== Source passage ==
* * * *

Uzbekistan continues to target unregistered religious activity by Baptists, as well as followers of the approach to Islam of Turkish Muslim theologian Said Nursi, Forum 18 News Service has learnt. The head of the Sports and Culture Division of Namangan local authority, Shokir Koraboyev, has reportedly been arrested by the NSS secret police for Nursi involvement and is apparently being tried with three others. Forum 18 was told that Koraboyev left his post for "health reasons". Also, members of an unregistered Baptist Church in Mubarek have been fined, and threatened by a Public Prosecutor with criminal prosecution if their church does not register within a year. Against international human rights standards, unregistered religious activity is a criminal offence in the country. In another case, after a police raid on a Baptist's home his library has been confiscated and sent for "religious expert analysis", local police told Forum 18. Among the books are works by Sir Walter Scott and Ivan Turgenev, a sign language book, a Koran translated into Russian, and a Russian Orthodox prayer book. The books' owner, Pyotr Zvonov, faces charges of "illegally producing, storing, importing and distributing of materials of a religious nature."
More Nursi arrests and trials
The authorities have recently been targeting followers of the Turkish Muslim theologian Said Nursi, with at least 25 people receiving jail sentences in the past year totalling some 200 years (see F18News 4 June 2009 http://www.forum18.org/Archive.php?article_id=1306).
The most recent series of trials have been in Namangan, where earlier trials have also been held (see F18News 29 April 2009 http://www.forum18.org/Archive.php?article_id=1289). A trial started in the Regional Criminal Court on 26 June of four people suspected being Nursi followers. The harakat.net Uzbek agency reported on 30 June that "Shokir Koraboyev, Head of Culture and Sports Division of Namangan City Hokimat [local authority] was arrested by Namangan Regional Department of the National Security Service (NSS) secret police. He is suspected of sponsoring some sportsmen who were Nursi followers."
An official in Namangan city Culture and Sport's Division told Forum 18 on 31 July that Shokir Koraboyev left his position for "health reasons", and that the new Head of the Division is Shukhrat Akralov. Strangely, Akralov said he did not know when he was appointed as the new Head of the Division. "I think Koraboyev resigned possibly on 7 May or something," he told Forum 18. "I am not sure when I was appointed, in May or June."
Asked if the resignation of Koraboyev had anything to do with his alleged involvement with Nursi followers, Akralov said, "The investigation has not finished yet, and so we cannot say anything on his involvement."

* * * *

[Position annotation records]

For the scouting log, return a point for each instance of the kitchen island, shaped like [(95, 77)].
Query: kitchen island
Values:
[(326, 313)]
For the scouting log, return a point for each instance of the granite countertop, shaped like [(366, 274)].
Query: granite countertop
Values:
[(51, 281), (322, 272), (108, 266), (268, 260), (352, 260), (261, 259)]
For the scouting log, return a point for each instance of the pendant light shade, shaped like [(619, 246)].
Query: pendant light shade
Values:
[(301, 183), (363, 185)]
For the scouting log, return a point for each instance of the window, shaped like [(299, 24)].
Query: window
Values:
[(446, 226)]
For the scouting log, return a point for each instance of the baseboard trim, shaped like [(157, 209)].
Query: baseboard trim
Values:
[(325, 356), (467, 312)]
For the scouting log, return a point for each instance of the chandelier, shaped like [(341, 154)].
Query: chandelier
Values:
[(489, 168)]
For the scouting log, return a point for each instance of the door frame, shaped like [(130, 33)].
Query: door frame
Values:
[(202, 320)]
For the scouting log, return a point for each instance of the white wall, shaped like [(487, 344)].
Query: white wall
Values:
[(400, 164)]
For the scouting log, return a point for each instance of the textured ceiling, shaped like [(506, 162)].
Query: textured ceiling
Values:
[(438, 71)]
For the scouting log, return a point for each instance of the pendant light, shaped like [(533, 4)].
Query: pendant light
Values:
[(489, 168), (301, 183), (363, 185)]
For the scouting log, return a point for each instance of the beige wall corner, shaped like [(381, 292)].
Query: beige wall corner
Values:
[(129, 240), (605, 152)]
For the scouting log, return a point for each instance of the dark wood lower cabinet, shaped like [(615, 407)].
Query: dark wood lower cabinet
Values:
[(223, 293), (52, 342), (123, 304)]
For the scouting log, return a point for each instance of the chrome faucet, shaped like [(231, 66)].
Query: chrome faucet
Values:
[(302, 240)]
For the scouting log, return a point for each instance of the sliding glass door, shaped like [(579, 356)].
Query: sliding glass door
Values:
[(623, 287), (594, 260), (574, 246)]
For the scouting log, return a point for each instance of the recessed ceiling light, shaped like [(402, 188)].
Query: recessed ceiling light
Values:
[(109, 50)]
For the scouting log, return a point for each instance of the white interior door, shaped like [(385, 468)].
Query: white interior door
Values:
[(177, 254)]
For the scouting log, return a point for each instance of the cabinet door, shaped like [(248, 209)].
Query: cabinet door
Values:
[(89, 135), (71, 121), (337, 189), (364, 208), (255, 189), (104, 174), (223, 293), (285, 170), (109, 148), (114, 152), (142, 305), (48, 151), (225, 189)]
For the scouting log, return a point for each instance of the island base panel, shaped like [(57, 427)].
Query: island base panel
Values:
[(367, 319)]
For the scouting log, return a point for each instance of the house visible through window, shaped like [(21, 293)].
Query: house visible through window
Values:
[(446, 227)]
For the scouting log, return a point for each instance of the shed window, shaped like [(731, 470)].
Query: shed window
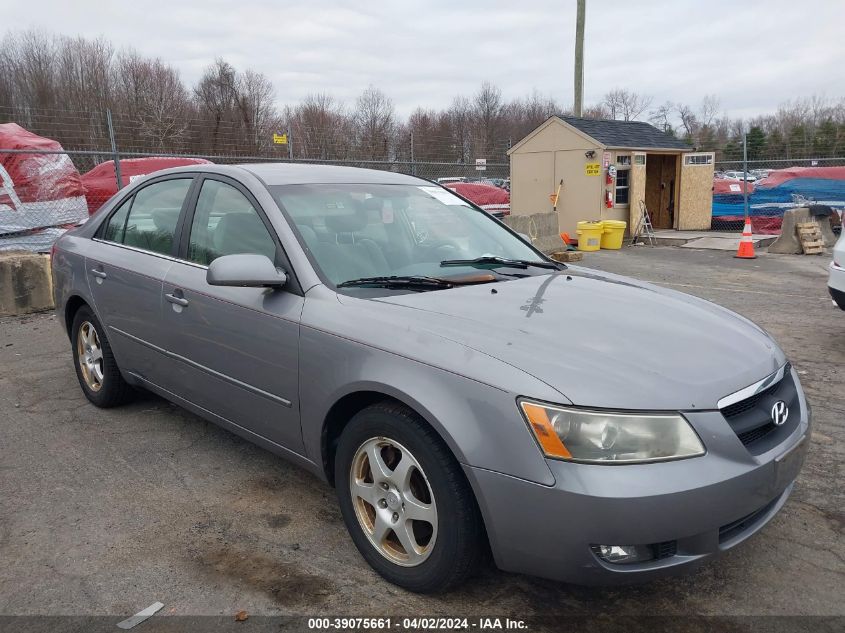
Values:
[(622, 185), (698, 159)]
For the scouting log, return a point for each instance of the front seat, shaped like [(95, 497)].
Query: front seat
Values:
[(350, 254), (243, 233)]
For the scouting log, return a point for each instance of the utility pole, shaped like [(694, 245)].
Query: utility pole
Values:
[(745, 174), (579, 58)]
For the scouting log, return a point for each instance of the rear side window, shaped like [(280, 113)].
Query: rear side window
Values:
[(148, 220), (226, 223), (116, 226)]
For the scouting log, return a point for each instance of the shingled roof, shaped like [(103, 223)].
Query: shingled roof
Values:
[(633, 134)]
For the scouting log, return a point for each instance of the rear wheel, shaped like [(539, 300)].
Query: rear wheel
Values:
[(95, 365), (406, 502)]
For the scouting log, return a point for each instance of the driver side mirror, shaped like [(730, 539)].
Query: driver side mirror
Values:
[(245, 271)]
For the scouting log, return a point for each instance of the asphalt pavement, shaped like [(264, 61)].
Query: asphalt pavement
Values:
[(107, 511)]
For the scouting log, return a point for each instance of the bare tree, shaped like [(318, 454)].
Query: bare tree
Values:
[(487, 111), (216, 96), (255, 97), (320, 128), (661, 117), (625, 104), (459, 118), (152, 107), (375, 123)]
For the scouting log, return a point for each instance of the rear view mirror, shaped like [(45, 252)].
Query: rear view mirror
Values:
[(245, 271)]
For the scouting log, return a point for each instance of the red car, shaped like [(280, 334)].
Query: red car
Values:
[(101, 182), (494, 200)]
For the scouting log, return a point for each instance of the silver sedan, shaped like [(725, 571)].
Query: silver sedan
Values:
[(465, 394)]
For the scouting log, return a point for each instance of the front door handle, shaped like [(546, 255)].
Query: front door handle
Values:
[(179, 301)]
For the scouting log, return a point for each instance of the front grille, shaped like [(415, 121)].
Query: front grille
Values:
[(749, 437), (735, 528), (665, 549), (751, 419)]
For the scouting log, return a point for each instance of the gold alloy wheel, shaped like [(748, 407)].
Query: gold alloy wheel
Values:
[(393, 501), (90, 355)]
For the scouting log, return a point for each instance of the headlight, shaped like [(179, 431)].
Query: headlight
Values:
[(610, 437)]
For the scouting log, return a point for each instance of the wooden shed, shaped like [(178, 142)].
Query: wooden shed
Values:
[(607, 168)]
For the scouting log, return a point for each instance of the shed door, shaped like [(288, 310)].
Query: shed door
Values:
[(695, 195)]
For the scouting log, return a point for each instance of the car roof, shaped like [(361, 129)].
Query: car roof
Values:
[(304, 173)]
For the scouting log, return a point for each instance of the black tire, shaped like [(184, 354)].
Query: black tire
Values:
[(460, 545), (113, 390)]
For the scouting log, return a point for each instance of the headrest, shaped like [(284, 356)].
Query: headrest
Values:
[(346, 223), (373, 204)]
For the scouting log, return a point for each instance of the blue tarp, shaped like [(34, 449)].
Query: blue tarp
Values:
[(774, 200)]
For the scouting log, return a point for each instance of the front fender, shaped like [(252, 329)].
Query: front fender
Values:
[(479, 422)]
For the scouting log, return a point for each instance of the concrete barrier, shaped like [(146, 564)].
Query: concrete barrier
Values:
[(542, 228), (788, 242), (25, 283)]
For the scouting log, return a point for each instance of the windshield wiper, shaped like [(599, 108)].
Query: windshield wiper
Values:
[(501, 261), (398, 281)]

* * * *

== What is required ==
Please reproduce the passage from the report on Uzbekistan starting at "More Nursi arrests" and ending at "June 2009 http://www.forum18.org/Archive.php?article_id=1306).".

== Written answer ==
More Nursi arrests and trials
The authorities have recently been targeting followers of the Turkish Muslim theologian Said Nursi, with at least 25 people receiving jail sentences in the past year totalling some 200 years (see F18News 4 June 2009 http://www.forum18.org/Archive.php?article_id=1306).